Point localization data
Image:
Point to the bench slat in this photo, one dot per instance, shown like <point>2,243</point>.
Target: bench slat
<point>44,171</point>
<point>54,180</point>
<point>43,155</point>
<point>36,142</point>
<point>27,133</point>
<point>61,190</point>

__Exercise prompt__:
Nothing in the records may be left out; transcribe all of them exactly.

__Result of this exercise__:
Image:
Point to the bench slat in this photo, one dot per instance, shown like <point>2,243</point>.
Target: bench slat
<point>44,171</point>
<point>54,180</point>
<point>43,155</point>
<point>36,142</point>
<point>27,133</point>
<point>61,190</point>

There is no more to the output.